• SOURCE EXTRACT
_ _ _ _ _
Multidimensional array comprehensions - BenoitKnecht/julia GitHub Wiki

Julia introduces a new programming construct called a multidimensional array comprehension or just an array comprehension for short. Array comprehensions are similar to the notion of list comprehensions in other languages such as Python, Haskell and OCaml, but extend this notion to manipulate and generate arrays of arbitrary dimension. Each dummy variable used in the array comprehension corresponds to a dimension of the output array; if the comprehension expression value itself has non-zero dimension then the total dimension of the output is the number of dummy variables plus the dimension of the value. If we view n-d arrays as rank-n tensors, and thus see 1-d arrays as vectors and 2-d arrays as matrices, many common vector, matrix and tensor operations can be expressed concisely and clearly using array comprehensions.

Array comprehensions are envisioned to be a key construct of the julia language that will differentiate it from other languages. On one hand, Matlab is pretty fast, and it is almost impossible to beat Matlab at what it does. On the other hand, Matlab codes when rewritten in C often run 10 times faster. What gives? The key idea behind array comprehensions is to express almost all operations at a higher level, close to their mathematical definitions. Optimizations can then be applied to this high level to produce heavily optimized low-level code, for multiple comprehensions and compounded comprehensions. This scheme should allow the generation of optimized low-level code from a high level specification that matches the structure of optimized C code written by a good C programmer.
_ _ _ _ _
• REQUEST 1
Condense the paragraph of the wiki page that begins "Array comprehensions are envisioned" into a short bulleted list that keeps its main facts.
• REQUEST 2
Reproduce verbatim the part of the wiki page that opens with the words containing "Multidimensional array comprehensions" and closes with "using array comprehensions.".

[Point annotation dataset records]
_ _ _ _ _
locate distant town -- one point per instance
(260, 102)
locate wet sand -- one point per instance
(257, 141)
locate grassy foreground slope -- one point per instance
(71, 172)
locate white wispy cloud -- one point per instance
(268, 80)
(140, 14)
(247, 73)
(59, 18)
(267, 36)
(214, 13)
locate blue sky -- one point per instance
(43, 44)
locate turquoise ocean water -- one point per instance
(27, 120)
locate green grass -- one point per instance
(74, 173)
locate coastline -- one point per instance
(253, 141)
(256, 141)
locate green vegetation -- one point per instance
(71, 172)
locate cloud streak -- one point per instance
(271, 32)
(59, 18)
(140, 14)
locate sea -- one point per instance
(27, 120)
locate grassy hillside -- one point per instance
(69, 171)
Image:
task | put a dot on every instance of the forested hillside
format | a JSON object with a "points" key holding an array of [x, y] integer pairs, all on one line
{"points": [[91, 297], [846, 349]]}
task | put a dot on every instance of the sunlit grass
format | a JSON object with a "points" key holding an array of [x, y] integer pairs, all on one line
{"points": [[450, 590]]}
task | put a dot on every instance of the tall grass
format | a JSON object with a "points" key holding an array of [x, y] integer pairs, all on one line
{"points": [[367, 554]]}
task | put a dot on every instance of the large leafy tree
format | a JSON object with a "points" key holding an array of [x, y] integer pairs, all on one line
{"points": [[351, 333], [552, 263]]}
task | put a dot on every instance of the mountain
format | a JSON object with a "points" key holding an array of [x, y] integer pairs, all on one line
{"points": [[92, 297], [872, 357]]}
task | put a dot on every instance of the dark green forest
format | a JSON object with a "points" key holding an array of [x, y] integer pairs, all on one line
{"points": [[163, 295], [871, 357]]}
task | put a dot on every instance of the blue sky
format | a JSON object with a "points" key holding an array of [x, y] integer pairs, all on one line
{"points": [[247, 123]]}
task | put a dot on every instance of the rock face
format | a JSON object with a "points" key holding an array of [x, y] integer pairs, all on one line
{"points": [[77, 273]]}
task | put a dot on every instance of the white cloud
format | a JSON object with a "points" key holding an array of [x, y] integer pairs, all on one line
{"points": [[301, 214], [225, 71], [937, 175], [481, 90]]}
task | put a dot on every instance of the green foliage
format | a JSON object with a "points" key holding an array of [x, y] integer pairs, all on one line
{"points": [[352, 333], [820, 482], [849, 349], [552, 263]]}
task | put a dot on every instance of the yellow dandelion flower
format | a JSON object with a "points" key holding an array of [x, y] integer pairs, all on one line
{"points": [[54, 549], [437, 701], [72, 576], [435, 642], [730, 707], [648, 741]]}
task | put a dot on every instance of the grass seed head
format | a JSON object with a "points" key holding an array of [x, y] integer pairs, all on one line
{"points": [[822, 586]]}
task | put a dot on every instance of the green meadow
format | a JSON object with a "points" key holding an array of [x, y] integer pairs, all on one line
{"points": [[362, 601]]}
_ _ _ _ _
• FULL SOLUTION 1
- Array comprehensions are meant to be a key construct that sets julia apart from other languages.
- Matlab is fast and almost impossible to beat at what it does, yet Matlab code rewritten in C often runs 10 times faster.
- The key idea is to express nearly all operations at a higher level, close to their mathematical definitions.
- Optimizations applied at that high level can then produce heavily optimized low-level code for multiple and compounded comprehensions.
- The goal is optimized low-level code that matches the structure of optimized C written by a good C programmer.

• FULL SOLUTION 2
Multidimensional array comprehensions - BenoitKnecht/julia GitHub Wiki

Julia introduces a new programming construct called a multidimensional array comprehension or just an array comprehension for short. Array comprehensions are similar to the notion of list comprehensions in other languages such as Python, Haskell and OCaml, but extend this notion to manipulate and generate arrays of arbitrary dimension. Each dummy variable used in the array comprehension corresponds to a dimension of the output array; if the comprehension expression value itself has non-zero dimension then the total dimension of the output is the number of dummy variables plus the dimension of the value. If we view n-d arrays as rank-n tensors, and thus see 1-d arrays as vectors and 2-d arrays as matrices, many common vector, matrix and tensor operations can be expressed concisely and clearly using array comprehensions.